_EXCERPTED TEXT_:
◇ ◇ ◇ ◇ ◇

By Anne-Gerard Flynn
Republican
July 30, 2019

https://bit.ly/2SYtJe1

A portrait of the late Bishop Christopher J. Weldon hangs in the Bishop Maguire Pastoral Center across from the Springfield Diocese’s Chancery Office on Elliot Street.
Photo by Anne-Gerard Flynn

Attorney John J. Stobierski was not surprised when he read news reports this spring that a man had come forward with accusations he had been sexually molested by the late Bishop Christopher J. Weldon during the 1950s.

“During the years I represented survivors of abuse, I heard a number of references to Weldon," said Stobierski who litigated and negotiated more than five dozen clergy sexual abuse cases with settlements totaling more than $10 million. “I am absolutely not surprised.”

Weldon served from 1950 through 1977 as the fourth bishop of the Roman Catholic Diocese of Springfield.

Bishop Mitchell T. Rozanski, the diocese’s ninth bishop, met in June with the most recent alleged victim to come forward with claims of sexual abuse by Weldon. Rozanski announced last week that retired Superior Court Judge Peter J. Velis would lead an investigation into the allegations.

Stobierski described Velis as “a man of integrity,” but added what the investigation yields will depend on what Velis has access to and what accountability is given to the public.

In short, Stobierski said, Velis “needs free rein.”

“Will he truly be an independent force?,” asked Stobierski who represented 46 alleged victims of clergy sex abuse who settled claims with the diocese for $7.75 million in 2004, and 28 of the 59 survivors in the $4.5 million settlement reached in 2008.

He added, "Will he be entitled to all information, will everyone associated with the diocese be told they are duty-bound to cooperate with him, will he have to sign a confidentiality agreement?”

“The report,” Stobierski said, “needs to be made public. Good, bad or indifferent, the investigation and its findings need to see the light of day. Lack of transparency is what continues to dog this diocese.”

The diocese said in the aftermath of the recent allegation against Weldon a “careful review of documents in our attorneys’ office and records here at the diocesan office” had “identified two prior instances where former Bishop Christopher Weldon’s name was part of either a law suit or complaint received directly by the diocese” and that “neither was deemed credible.”

Stobierski would like to see a grand jury investigation into the sexual abuse of children undertaken in the Springfield diocese similar to ones a number of state attorneys general are conducting in the aftermath of the 900-page report released last August by a Pennsylvania grand jury on such abuse in six dioceses there dating back to the 1940s and involving some 300 priests and 1,000 alleged victims.

◇ ◇ ◇ ◇ ◇

_DATA ENTRIES_:
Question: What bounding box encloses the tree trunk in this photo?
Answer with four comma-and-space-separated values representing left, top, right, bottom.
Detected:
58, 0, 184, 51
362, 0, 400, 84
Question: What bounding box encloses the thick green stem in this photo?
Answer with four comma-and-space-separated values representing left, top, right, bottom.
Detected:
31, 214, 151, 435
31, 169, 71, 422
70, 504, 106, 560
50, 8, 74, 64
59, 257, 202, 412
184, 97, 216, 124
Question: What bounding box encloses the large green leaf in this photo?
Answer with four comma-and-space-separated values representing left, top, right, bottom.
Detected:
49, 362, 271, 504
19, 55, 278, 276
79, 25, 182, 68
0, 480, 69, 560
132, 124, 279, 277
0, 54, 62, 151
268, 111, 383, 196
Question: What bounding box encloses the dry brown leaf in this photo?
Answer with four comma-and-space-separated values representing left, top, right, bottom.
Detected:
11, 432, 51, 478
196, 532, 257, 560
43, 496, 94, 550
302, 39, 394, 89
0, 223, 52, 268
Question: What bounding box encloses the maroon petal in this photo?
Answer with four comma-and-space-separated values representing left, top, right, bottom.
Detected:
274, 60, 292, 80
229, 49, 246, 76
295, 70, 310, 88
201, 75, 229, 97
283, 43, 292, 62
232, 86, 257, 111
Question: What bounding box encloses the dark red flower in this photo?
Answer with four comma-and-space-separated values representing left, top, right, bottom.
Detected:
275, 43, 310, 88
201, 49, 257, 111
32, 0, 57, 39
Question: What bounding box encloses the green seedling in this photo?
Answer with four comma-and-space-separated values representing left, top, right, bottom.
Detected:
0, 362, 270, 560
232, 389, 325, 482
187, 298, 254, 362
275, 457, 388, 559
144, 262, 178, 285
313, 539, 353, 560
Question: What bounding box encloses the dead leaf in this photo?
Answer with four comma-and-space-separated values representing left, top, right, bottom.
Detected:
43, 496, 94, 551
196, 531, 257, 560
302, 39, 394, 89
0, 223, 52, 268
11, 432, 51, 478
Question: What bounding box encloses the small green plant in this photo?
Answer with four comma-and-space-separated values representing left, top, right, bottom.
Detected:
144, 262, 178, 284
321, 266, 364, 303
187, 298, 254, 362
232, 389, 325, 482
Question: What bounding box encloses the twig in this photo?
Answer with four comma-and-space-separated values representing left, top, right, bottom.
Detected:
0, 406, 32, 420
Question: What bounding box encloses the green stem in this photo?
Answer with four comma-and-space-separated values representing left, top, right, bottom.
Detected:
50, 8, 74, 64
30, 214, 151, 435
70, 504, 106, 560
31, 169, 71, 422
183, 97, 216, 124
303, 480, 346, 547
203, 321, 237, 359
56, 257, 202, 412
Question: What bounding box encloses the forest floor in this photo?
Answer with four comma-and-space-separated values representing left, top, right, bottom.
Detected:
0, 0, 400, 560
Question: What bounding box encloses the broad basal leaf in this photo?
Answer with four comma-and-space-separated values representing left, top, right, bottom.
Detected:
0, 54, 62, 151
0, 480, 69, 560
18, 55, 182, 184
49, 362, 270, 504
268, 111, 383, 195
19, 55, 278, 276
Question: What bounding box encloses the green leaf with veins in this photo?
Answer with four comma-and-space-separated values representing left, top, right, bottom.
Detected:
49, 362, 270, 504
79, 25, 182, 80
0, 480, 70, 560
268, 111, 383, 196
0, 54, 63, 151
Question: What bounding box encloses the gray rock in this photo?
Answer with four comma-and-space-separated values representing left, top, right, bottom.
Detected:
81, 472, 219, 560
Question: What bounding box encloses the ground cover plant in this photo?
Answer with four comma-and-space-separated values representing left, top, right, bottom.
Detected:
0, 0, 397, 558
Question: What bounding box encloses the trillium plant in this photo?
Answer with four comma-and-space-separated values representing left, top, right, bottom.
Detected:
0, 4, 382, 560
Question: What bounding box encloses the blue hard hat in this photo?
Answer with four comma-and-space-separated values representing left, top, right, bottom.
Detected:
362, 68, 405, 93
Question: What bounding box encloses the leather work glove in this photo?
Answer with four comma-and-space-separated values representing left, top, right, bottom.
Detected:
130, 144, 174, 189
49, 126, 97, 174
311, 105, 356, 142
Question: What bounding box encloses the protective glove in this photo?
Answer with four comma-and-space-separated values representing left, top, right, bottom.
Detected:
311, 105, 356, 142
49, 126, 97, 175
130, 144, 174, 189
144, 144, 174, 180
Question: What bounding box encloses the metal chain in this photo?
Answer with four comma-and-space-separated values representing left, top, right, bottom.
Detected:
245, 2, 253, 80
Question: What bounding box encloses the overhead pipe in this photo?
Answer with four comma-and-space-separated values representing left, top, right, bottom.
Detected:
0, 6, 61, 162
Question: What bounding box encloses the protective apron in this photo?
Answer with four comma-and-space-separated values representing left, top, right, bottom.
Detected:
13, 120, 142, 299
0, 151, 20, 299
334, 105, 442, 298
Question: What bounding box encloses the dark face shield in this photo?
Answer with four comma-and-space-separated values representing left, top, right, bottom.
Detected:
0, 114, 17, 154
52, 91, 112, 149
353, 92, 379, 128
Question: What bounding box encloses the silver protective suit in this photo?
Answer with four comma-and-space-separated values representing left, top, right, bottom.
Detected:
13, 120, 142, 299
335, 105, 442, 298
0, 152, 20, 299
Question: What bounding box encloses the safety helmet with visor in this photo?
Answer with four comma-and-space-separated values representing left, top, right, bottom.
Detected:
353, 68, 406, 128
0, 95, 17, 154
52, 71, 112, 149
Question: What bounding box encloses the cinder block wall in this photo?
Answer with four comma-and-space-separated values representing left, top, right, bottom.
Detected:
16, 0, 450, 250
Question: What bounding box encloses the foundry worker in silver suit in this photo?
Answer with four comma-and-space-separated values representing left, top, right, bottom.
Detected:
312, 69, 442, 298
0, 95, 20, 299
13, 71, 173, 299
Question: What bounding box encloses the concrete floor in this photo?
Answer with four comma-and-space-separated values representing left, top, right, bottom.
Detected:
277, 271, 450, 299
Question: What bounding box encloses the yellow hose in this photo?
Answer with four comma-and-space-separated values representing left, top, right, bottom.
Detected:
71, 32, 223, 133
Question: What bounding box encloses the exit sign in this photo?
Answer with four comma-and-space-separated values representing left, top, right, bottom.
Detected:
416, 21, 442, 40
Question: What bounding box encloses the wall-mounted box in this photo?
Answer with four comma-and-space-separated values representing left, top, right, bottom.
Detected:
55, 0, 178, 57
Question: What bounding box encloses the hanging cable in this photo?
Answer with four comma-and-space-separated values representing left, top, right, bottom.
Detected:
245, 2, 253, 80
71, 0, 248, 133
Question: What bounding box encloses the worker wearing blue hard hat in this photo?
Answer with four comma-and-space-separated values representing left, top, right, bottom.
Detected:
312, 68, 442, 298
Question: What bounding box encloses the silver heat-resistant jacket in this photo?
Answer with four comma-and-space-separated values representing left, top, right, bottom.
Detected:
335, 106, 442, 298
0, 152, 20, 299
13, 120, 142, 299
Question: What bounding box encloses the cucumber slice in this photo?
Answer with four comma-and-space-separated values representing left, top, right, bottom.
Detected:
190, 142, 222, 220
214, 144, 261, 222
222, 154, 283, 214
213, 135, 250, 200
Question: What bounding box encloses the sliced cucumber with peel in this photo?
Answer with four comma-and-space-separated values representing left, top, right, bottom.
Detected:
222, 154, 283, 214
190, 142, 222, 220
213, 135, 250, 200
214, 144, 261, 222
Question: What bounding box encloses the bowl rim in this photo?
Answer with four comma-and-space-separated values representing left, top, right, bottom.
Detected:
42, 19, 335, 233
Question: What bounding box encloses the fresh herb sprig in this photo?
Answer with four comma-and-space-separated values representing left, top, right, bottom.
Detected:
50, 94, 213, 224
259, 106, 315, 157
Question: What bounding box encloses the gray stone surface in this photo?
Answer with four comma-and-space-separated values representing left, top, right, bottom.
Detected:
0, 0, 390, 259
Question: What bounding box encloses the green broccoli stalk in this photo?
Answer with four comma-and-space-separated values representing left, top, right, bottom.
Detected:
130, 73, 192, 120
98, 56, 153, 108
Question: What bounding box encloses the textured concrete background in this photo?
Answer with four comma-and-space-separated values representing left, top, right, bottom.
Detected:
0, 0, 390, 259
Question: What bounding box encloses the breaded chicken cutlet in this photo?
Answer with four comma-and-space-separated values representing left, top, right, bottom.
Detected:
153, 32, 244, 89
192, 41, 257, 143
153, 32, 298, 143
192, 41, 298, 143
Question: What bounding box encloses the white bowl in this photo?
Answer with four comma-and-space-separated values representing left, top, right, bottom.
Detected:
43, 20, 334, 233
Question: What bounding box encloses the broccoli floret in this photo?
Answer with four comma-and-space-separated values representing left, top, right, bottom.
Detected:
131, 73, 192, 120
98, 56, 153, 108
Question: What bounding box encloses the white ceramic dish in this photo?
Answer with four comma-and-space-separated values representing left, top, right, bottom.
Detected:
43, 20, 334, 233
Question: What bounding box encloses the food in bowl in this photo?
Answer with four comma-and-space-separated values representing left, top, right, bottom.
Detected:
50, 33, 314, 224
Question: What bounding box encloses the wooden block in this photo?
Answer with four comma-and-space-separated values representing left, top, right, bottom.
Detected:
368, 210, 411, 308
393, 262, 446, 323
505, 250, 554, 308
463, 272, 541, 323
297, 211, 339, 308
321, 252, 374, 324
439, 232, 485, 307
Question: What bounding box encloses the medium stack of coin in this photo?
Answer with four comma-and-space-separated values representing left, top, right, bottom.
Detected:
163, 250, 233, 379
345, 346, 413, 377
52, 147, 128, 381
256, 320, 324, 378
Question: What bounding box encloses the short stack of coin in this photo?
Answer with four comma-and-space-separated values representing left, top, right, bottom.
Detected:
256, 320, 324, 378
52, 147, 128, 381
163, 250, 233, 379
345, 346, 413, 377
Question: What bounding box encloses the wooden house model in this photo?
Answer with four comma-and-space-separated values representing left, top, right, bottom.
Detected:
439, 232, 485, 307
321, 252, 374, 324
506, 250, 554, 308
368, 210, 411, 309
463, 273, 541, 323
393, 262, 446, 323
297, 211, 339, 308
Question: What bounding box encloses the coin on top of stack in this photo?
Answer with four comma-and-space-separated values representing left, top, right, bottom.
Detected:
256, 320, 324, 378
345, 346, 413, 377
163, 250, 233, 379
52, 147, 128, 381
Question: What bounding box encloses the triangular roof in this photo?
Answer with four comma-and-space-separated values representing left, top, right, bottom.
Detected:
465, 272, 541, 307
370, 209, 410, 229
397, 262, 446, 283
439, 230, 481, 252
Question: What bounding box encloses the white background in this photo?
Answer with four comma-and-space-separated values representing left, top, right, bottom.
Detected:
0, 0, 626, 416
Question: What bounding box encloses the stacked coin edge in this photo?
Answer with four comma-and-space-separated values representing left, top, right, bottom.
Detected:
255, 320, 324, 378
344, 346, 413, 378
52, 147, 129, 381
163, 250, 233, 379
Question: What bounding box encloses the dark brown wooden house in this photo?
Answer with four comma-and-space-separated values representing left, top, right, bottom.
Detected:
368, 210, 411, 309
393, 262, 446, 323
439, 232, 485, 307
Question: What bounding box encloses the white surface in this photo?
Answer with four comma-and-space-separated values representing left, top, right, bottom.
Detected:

◇ ◇ ◇ ◇ ◇

_PROBLEM DESCRIPTION_: Please return, word for word, the part of the article about Bishop Weldon starting at "https://bit.ly/2SYtJe1" and ending at "on Elliot Street.".

_OUTPUT FOR THIS EXERCISE_:
https://bit.ly/2SYtJe1

A portrait of the late Bishop Christopher J. Weldon hangs in the Bishop Maguire Pastoral Center across from the Springfield Diocese’s Chancery Office on Elliot Street.